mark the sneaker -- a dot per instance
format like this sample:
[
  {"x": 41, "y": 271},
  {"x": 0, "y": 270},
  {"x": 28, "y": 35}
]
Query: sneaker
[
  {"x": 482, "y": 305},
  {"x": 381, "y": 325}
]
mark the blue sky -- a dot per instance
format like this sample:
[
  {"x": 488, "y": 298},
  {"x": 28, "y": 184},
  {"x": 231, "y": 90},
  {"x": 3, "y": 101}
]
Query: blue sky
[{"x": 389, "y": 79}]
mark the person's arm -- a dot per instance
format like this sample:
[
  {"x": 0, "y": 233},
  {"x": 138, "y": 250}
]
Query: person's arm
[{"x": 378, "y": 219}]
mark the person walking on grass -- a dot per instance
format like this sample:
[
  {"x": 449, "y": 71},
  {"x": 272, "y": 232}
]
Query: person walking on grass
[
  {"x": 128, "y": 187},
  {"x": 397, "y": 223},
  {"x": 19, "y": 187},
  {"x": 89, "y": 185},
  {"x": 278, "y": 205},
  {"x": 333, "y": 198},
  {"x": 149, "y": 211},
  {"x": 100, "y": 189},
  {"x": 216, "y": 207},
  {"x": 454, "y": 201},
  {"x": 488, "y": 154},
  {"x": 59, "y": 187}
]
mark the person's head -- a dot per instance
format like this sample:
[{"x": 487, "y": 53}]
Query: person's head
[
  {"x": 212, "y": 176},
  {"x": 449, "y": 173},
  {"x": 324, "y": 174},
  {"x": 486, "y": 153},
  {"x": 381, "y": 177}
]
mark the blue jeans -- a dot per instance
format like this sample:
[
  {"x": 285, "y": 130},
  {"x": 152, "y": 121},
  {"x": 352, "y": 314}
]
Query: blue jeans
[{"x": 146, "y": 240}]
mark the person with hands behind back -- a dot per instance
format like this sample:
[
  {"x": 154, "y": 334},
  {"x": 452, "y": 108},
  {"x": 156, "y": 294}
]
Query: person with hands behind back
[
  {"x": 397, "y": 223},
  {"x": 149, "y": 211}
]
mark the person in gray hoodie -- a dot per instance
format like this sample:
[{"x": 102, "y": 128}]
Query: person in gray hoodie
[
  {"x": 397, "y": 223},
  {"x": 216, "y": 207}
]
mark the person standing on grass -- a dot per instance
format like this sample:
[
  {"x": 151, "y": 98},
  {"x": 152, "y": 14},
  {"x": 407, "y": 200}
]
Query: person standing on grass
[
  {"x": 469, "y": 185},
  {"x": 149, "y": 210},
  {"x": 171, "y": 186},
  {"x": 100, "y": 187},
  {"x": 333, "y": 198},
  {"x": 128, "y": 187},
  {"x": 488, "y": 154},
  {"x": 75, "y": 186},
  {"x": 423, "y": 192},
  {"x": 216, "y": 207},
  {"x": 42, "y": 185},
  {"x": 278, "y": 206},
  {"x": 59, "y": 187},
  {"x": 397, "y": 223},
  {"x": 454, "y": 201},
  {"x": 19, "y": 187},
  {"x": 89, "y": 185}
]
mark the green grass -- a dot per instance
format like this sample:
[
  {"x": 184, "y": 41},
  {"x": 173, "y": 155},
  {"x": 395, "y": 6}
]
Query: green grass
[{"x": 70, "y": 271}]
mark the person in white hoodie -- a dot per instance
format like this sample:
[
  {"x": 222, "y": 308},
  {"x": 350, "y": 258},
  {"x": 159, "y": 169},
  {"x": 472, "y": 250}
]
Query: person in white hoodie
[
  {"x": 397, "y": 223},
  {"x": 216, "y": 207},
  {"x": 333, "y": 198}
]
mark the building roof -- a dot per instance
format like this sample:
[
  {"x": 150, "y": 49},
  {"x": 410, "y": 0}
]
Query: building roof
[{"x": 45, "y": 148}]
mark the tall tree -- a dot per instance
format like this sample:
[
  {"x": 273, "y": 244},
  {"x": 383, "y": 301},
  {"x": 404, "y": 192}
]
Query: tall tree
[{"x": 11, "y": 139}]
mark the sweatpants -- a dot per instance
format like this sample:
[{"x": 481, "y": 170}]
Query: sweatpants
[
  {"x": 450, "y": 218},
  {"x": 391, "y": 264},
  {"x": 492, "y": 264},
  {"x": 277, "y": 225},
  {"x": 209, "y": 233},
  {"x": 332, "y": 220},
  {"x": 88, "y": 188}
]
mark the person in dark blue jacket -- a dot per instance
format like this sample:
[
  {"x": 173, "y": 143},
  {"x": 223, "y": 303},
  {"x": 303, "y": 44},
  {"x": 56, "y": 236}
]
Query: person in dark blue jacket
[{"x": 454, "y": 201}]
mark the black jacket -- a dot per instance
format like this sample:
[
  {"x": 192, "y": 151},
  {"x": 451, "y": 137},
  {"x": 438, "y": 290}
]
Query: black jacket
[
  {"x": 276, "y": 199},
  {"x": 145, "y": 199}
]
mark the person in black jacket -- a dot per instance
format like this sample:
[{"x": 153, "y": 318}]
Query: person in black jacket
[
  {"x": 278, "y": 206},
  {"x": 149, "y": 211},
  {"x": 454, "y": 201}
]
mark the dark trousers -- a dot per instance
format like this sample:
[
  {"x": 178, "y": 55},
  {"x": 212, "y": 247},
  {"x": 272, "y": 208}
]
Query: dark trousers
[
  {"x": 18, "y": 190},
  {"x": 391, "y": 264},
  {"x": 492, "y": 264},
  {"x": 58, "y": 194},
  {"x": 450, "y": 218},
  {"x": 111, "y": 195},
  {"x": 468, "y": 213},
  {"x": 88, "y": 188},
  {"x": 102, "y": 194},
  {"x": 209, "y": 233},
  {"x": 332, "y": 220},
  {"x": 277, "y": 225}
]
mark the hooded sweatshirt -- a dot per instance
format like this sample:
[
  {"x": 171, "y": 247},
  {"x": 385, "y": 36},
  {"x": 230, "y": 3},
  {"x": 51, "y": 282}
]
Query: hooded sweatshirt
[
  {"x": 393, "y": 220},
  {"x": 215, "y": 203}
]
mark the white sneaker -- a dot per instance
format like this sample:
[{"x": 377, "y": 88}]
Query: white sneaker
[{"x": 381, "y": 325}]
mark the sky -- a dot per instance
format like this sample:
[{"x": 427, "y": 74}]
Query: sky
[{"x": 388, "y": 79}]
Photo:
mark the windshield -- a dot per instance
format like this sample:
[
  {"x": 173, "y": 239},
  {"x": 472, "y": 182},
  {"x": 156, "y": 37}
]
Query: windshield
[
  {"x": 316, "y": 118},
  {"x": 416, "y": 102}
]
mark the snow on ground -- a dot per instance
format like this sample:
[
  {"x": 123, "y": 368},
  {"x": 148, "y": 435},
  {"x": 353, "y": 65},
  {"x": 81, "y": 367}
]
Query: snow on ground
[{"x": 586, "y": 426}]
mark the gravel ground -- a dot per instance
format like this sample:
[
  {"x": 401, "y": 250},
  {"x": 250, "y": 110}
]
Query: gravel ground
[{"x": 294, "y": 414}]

■ PROBLEM TO SOLVE
Return all the data above once more, precisely as given.

■ RESPONSE AREA
mark the sneaker -- a dot per instance
format like this sample:
[
  {"x": 41, "y": 271},
  {"x": 0, "y": 270},
  {"x": 28, "y": 35}
]
Query: sneaker
[
  {"x": 482, "y": 305},
  {"x": 381, "y": 325}
]
mark the blue sky -- a dot per instance
format like this sample:
[
  {"x": 488, "y": 298},
  {"x": 28, "y": 184},
  {"x": 231, "y": 90},
  {"x": 3, "y": 101}
]
Query: blue sky
[{"x": 389, "y": 79}]
mark the person's arm -- a dot per instance
format like this sample:
[
  {"x": 0, "y": 233},
  {"x": 138, "y": 250}
]
Query: person's arm
[{"x": 378, "y": 219}]
mark the person walking on grass -- a dot per instance
format like this sample:
[
  {"x": 449, "y": 71},
  {"x": 272, "y": 232}
]
Query: person walking on grass
[
  {"x": 128, "y": 187},
  {"x": 397, "y": 223},
  {"x": 19, "y": 187},
  {"x": 89, "y": 185},
  {"x": 278, "y": 205},
  {"x": 333, "y": 198},
  {"x": 149, "y": 211},
  {"x": 100, "y": 189},
  {"x": 216, "y": 207},
  {"x": 454, "y": 201},
  {"x": 488, "y": 154},
  {"x": 59, "y": 187}
]
mark the person's head -- a dot per instance
format like this sample:
[{"x": 487, "y": 53}]
Query: person's head
[
  {"x": 212, "y": 176},
  {"x": 449, "y": 173},
  {"x": 324, "y": 174},
  {"x": 486, "y": 153},
  {"x": 381, "y": 177}
]
mark the blue jeans -- a dot per instance
format like this sample:
[
  {"x": 285, "y": 130},
  {"x": 152, "y": 121},
  {"x": 352, "y": 314}
]
Query: blue jeans
[{"x": 146, "y": 240}]
mark the person with hands behind back -- a dot per instance
format like this sample:
[
  {"x": 154, "y": 334},
  {"x": 452, "y": 108},
  {"x": 156, "y": 294}
]
Query: person with hands behind back
[
  {"x": 397, "y": 223},
  {"x": 149, "y": 211}
]
mark the person in gray hoodie -- a dot per instance
format like this sample:
[{"x": 102, "y": 128}]
Query: person in gray hoodie
[
  {"x": 397, "y": 223},
  {"x": 216, "y": 207}
]
mark the person standing on grass -- a dot per instance
format like this sample:
[
  {"x": 151, "y": 98},
  {"x": 152, "y": 14},
  {"x": 407, "y": 200}
]
Query: person standing on grass
[
  {"x": 469, "y": 185},
  {"x": 149, "y": 210},
  {"x": 171, "y": 186},
  {"x": 100, "y": 187},
  {"x": 333, "y": 198},
  {"x": 128, "y": 187},
  {"x": 488, "y": 154},
  {"x": 75, "y": 186},
  {"x": 423, "y": 192},
  {"x": 216, "y": 207},
  {"x": 42, "y": 185},
  {"x": 278, "y": 206},
  {"x": 59, "y": 187},
  {"x": 397, "y": 223},
  {"x": 454, "y": 201},
  {"x": 19, "y": 187},
  {"x": 89, "y": 185}
]
mark the green grass -- a dot per instance
format like this sample:
[
  {"x": 184, "y": 41},
  {"x": 173, "y": 155},
  {"x": 395, "y": 6}
]
Query: green grass
[{"x": 70, "y": 271}]
mark the person in white hoodie -- a dot per instance
format like this sample:
[
  {"x": 222, "y": 308},
  {"x": 350, "y": 258},
  {"x": 159, "y": 169},
  {"x": 472, "y": 250}
]
Query: person in white hoodie
[
  {"x": 397, "y": 223},
  {"x": 216, "y": 207},
  {"x": 333, "y": 198}
]
mark the building roof -- a dot per instance
format like this sample:
[
  {"x": 150, "y": 49},
  {"x": 410, "y": 0}
]
Query: building roof
[{"x": 45, "y": 148}]
mark the tall tree -- a dot per instance
format like this sample:
[
  {"x": 273, "y": 244},
  {"x": 383, "y": 301},
  {"x": 404, "y": 192}
]
Query: tall tree
[{"x": 11, "y": 139}]
mark the sweatpants -- a dot per instance
format like this sample:
[{"x": 481, "y": 170}]
Query: sweatpants
[
  {"x": 450, "y": 218},
  {"x": 391, "y": 264},
  {"x": 492, "y": 264},
  {"x": 277, "y": 225},
  {"x": 209, "y": 233},
  {"x": 332, "y": 220},
  {"x": 88, "y": 188}
]
mark the person in dark blue jacket -- a dot per instance
format like this sample:
[
  {"x": 173, "y": 143},
  {"x": 223, "y": 303},
  {"x": 303, "y": 44},
  {"x": 56, "y": 236}
]
Query: person in dark blue jacket
[{"x": 454, "y": 201}]
mark the black jacket -- a dot per instance
format like this sample:
[
  {"x": 192, "y": 151},
  {"x": 451, "y": 137},
  {"x": 438, "y": 290}
]
Query: black jacket
[
  {"x": 276, "y": 199},
  {"x": 145, "y": 199}
]
mark the person in black jacket -- a dot per instance
format like this sample:
[{"x": 153, "y": 318}]
Query: person in black jacket
[
  {"x": 278, "y": 206},
  {"x": 149, "y": 211},
  {"x": 454, "y": 201}
]
mark the dark trousers -- a dot per instance
format like this sample:
[
  {"x": 178, "y": 55},
  {"x": 212, "y": 247},
  {"x": 272, "y": 208}
]
Query: dark trousers
[
  {"x": 18, "y": 190},
  {"x": 391, "y": 264},
  {"x": 492, "y": 264},
  {"x": 58, "y": 194},
  {"x": 450, "y": 218},
  {"x": 111, "y": 195},
  {"x": 468, "y": 213},
  {"x": 88, "y": 188},
  {"x": 102, "y": 194},
  {"x": 209, "y": 233},
  {"x": 332, "y": 220},
  {"x": 277, "y": 225}
]
mark the hooded sweatshirt -- a dot per instance
format like this sample:
[
  {"x": 171, "y": 247},
  {"x": 385, "y": 36},
  {"x": 230, "y": 3},
  {"x": 51, "y": 282}
]
Query: hooded sweatshirt
[
  {"x": 393, "y": 220},
  {"x": 215, "y": 203}
]
mark the white sneaker -- a dot per instance
format like this sample:
[{"x": 377, "y": 88}]
Query: white sneaker
[{"x": 381, "y": 325}]
mark the sky -- a dot per instance
format like this sample:
[{"x": 427, "y": 74}]
Query: sky
[{"x": 388, "y": 79}]
Photo:
mark the windshield -- a dot per instance
format like this sample:
[
  {"x": 173, "y": 239},
  {"x": 472, "y": 182},
  {"x": 156, "y": 37}
]
Query: windshield
[
  {"x": 316, "y": 118},
  {"x": 416, "y": 102}
]
mark the snow on ground -- a dot per instance
format like this sample:
[
  {"x": 123, "y": 368},
  {"x": 148, "y": 435},
  {"x": 353, "y": 65},
  {"x": 81, "y": 367}
]
Query: snow on ground
[{"x": 586, "y": 426}]
mark the gravel ground -- a dot per instance
format like this sample:
[
  {"x": 401, "y": 250},
  {"x": 250, "y": 110}
]
Query: gravel ground
[{"x": 294, "y": 414}]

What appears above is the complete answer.